### STORED DATA
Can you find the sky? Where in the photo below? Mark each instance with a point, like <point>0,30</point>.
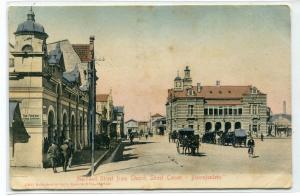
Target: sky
<point>145,46</point>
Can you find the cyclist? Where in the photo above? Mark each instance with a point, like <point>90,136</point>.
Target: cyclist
<point>251,145</point>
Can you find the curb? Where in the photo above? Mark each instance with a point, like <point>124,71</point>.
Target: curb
<point>102,158</point>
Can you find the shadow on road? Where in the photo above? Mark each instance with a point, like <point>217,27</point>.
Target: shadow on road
<point>145,165</point>
<point>127,157</point>
<point>199,154</point>
<point>137,143</point>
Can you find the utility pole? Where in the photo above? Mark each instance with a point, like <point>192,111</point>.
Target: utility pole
<point>92,101</point>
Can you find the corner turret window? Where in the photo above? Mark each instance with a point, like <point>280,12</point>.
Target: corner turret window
<point>27,49</point>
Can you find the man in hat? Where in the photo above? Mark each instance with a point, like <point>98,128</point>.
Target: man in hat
<point>251,145</point>
<point>52,155</point>
<point>71,152</point>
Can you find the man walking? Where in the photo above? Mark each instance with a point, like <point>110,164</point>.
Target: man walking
<point>251,145</point>
<point>65,152</point>
<point>70,152</point>
<point>52,155</point>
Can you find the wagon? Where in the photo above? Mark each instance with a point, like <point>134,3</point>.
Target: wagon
<point>187,141</point>
<point>237,137</point>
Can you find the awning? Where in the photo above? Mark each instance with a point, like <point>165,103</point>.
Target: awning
<point>16,125</point>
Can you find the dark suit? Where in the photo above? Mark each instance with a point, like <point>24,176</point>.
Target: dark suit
<point>65,152</point>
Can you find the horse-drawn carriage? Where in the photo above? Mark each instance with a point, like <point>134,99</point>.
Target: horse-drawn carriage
<point>173,136</point>
<point>209,137</point>
<point>187,141</point>
<point>236,138</point>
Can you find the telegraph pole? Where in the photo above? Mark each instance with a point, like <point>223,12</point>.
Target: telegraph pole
<point>92,101</point>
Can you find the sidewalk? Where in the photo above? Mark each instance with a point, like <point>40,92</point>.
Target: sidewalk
<point>41,178</point>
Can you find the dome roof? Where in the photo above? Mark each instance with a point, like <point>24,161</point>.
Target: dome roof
<point>30,26</point>
<point>177,78</point>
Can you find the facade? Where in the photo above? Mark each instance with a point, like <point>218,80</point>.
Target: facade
<point>104,111</point>
<point>131,126</point>
<point>119,120</point>
<point>210,108</point>
<point>159,126</point>
<point>153,118</point>
<point>143,126</point>
<point>49,81</point>
<point>280,125</point>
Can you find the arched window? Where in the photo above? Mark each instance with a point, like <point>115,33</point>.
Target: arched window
<point>27,48</point>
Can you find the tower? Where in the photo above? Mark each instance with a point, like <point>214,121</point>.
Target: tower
<point>30,45</point>
<point>178,83</point>
<point>187,80</point>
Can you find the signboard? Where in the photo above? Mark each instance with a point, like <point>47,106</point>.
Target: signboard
<point>31,119</point>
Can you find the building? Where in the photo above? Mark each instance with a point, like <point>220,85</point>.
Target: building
<point>209,108</point>
<point>153,118</point>
<point>131,126</point>
<point>104,110</point>
<point>119,120</point>
<point>280,124</point>
<point>159,126</point>
<point>49,81</point>
<point>143,127</point>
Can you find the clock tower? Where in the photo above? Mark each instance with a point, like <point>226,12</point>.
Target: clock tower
<point>30,51</point>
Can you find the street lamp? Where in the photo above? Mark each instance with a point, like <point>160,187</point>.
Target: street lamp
<point>92,100</point>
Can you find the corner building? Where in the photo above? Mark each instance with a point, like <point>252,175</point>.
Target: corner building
<point>50,82</point>
<point>214,108</point>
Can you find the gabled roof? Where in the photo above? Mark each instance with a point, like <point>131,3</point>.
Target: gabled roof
<point>83,51</point>
<point>102,97</point>
<point>213,92</point>
<point>55,57</point>
<point>131,120</point>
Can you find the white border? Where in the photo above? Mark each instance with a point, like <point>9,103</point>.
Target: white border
<point>295,37</point>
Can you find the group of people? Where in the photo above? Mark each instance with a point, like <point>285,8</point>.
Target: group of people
<point>61,155</point>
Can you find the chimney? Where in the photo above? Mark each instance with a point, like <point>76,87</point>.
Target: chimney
<point>199,87</point>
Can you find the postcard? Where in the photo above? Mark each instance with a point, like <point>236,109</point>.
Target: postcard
<point>150,97</point>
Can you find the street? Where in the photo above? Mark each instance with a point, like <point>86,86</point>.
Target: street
<point>155,163</point>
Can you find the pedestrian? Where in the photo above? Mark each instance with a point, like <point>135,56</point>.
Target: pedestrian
<point>251,145</point>
<point>65,152</point>
<point>52,156</point>
<point>70,152</point>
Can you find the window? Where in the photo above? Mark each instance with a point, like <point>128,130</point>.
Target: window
<point>210,111</point>
<point>254,109</point>
<point>220,111</point>
<point>11,62</point>
<point>254,128</point>
<point>234,111</point>
<point>27,48</point>
<point>215,111</point>
<point>240,111</point>
<point>230,111</point>
<point>205,111</point>
<point>190,110</point>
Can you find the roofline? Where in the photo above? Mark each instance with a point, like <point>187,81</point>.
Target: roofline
<point>58,41</point>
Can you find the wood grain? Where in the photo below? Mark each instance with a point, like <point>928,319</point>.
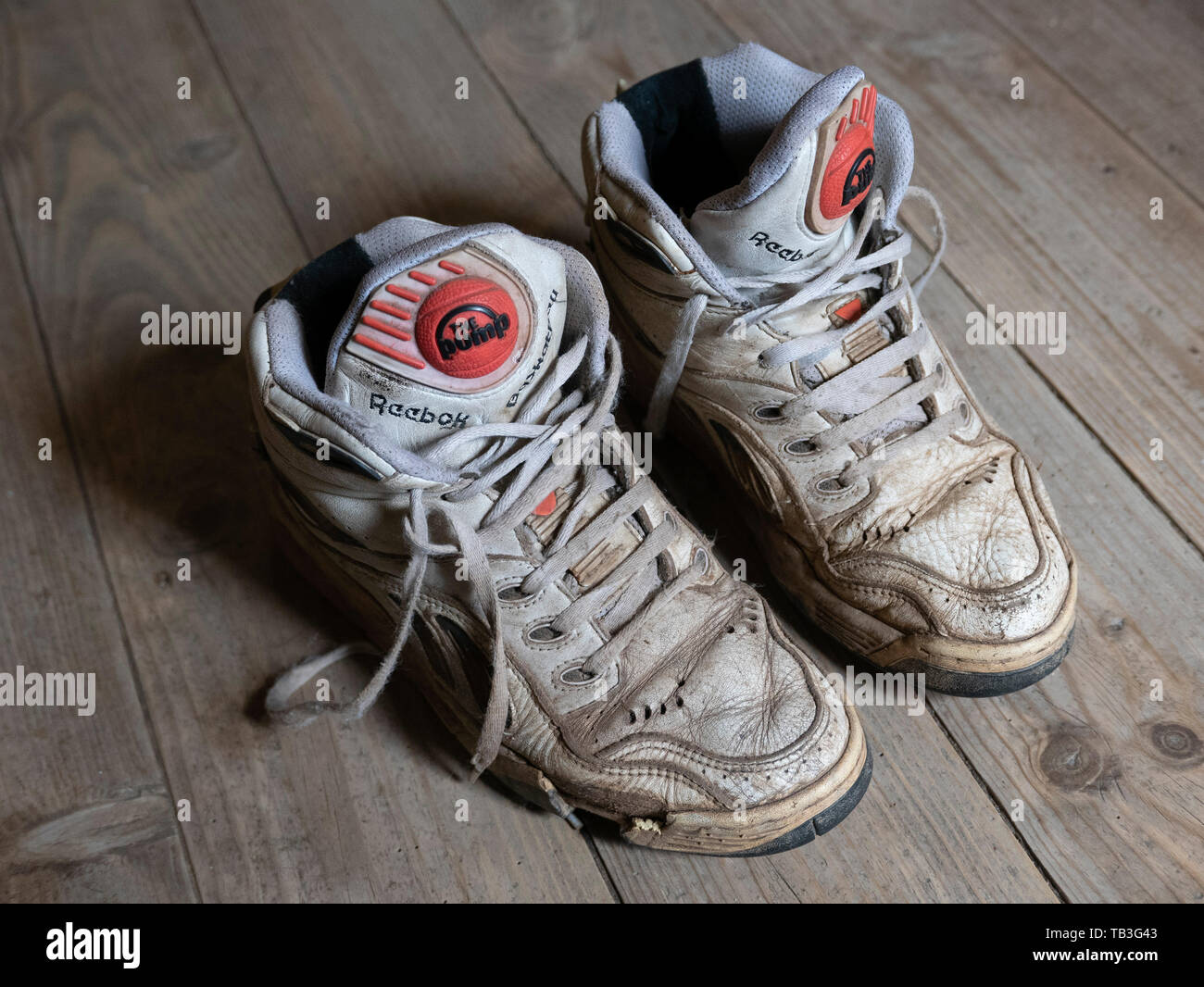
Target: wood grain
<point>1080,750</point>
<point>925,830</point>
<point>1136,64</point>
<point>165,201</point>
<point>85,814</point>
<point>1048,211</point>
<point>201,204</point>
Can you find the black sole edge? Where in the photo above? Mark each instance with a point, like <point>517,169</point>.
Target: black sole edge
<point>818,825</point>
<point>983,685</point>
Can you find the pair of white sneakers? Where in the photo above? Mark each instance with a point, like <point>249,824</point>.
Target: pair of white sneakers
<point>437,408</point>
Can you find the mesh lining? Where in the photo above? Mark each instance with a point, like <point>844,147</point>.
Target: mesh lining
<point>784,104</point>
<point>397,244</point>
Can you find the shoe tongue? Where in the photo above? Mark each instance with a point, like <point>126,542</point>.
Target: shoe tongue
<point>461,338</point>
<point>795,204</point>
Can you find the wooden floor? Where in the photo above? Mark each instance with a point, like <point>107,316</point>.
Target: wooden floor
<point>1083,789</point>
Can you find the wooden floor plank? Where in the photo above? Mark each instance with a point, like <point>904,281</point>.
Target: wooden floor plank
<point>1111,779</point>
<point>165,201</point>
<point>85,814</point>
<point>925,831</point>
<point>1048,211</point>
<point>1136,64</point>
<point>1099,767</point>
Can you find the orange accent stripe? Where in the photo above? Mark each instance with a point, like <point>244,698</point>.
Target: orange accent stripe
<point>849,311</point>
<point>402,293</point>
<point>401,357</point>
<point>386,329</point>
<point>389,309</point>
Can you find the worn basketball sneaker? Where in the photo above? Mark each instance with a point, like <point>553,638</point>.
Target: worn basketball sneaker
<point>746,223</point>
<point>436,406</point>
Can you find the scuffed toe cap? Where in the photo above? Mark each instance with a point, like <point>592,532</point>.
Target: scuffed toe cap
<point>986,564</point>
<point>741,709</point>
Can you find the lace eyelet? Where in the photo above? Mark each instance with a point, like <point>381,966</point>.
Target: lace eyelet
<point>513,593</point>
<point>802,448</point>
<point>831,484</point>
<point>577,675</point>
<point>545,633</point>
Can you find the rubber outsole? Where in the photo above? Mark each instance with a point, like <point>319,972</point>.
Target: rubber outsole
<point>818,825</point>
<point>982,685</point>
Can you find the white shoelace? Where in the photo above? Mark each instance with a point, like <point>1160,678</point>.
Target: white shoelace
<point>522,450</point>
<point>862,394</point>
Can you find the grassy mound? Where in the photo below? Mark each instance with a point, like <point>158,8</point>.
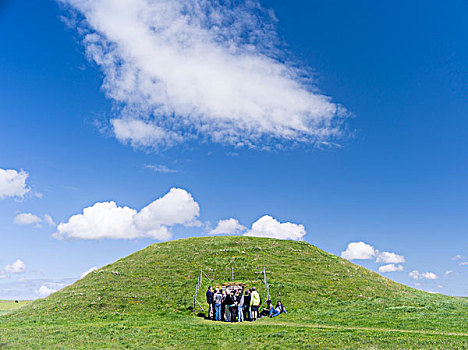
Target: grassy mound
<point>323,293</point>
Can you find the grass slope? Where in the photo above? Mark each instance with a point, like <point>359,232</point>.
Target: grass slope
<point>7,306</point>
<point>144,300</point>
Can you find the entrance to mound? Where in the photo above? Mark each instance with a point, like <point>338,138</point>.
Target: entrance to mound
<point>226,286</point>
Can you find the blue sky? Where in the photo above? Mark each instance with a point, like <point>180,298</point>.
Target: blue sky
<point>394,176</point>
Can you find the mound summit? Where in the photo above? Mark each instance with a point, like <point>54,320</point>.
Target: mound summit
<point>156,285</point>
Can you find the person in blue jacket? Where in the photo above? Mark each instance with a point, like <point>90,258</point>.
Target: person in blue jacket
<point>278,309</point>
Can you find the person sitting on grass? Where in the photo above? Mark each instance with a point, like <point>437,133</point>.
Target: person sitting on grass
<point>267,310</point>
<point>217,300</point>
<point>209,300</point>
<point>279,309</point>
<point>240,306</point>
<point>229,301</point>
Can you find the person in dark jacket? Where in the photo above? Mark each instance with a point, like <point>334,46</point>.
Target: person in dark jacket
<point>223,306</point>
<point>230,306</point>
<point>247,305</point>
<point>278,309</point>
<point>266,310</point>
<point>209,300</point>
<point>240,306</point>
<point>217,301</point>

### WORK ORDER
Lines to set down from above: the line with "Can you find the cyclist?", the line with "Can you find the dark", and every line between, each exactly as written.

### WRITTEN SOLUTION
Can you find the cyclist? Where in the photo above? Mark each instance with a point, like <point>90,136</point>.
Target: cyclist
<point>251,145</point>
Can you find the curb? Where in the photo above? Mark each instance with a point, like <point>124,71</point>.
Target: curb
<point>102,158</point>
Can you find the shadow on road? Where in the photo above? Mark each instance with a point, like <point>217,27</point>.
Target: shadow on road
<point>145,165</point>
<point>127,157</point>
<point>199,154</point>
<point>137,143</point>
Can you find the utility pole? Where in the photo above? Mark each instance with a point, like <point>192,111</point>.
Target: utility pole
<point>92,101</point>
Can you find the corner turret window? Where in the photo above? Mark each instance with a point, like <point>280,12</point>.
Target: corner turret window
<point>27,49</point>
Can you find the man in hat? Where in the photo above? Mark each instance with a point, like <point>98,128</point>.
Target: man in hat
<point>251,145</point>
<point>52,155</point>
<point>71,152</point>
Can you find the man walking? Where in the photo above? Mark each instance with a point, like <point>110,164</point>.
Target: man walking
<point>251,145</point>
<point>65,152</point>
<point>70,152</point>
<point>52,155</point>
Can you find the wagon? Where in the photo above? Mark each instance with a point, like <point>134,3</point>.
Target: wagon
<point>187,141</point>
<point>237,137</point>
Can you find the awning? Where in the photo above? Mark each instance with a point, like <point>165,103</point>.
Target: awning
<point>16,125</point>
Can you find the dark suit? Where in the photo above? Mark each instance with a point, like <point>24,176</point>.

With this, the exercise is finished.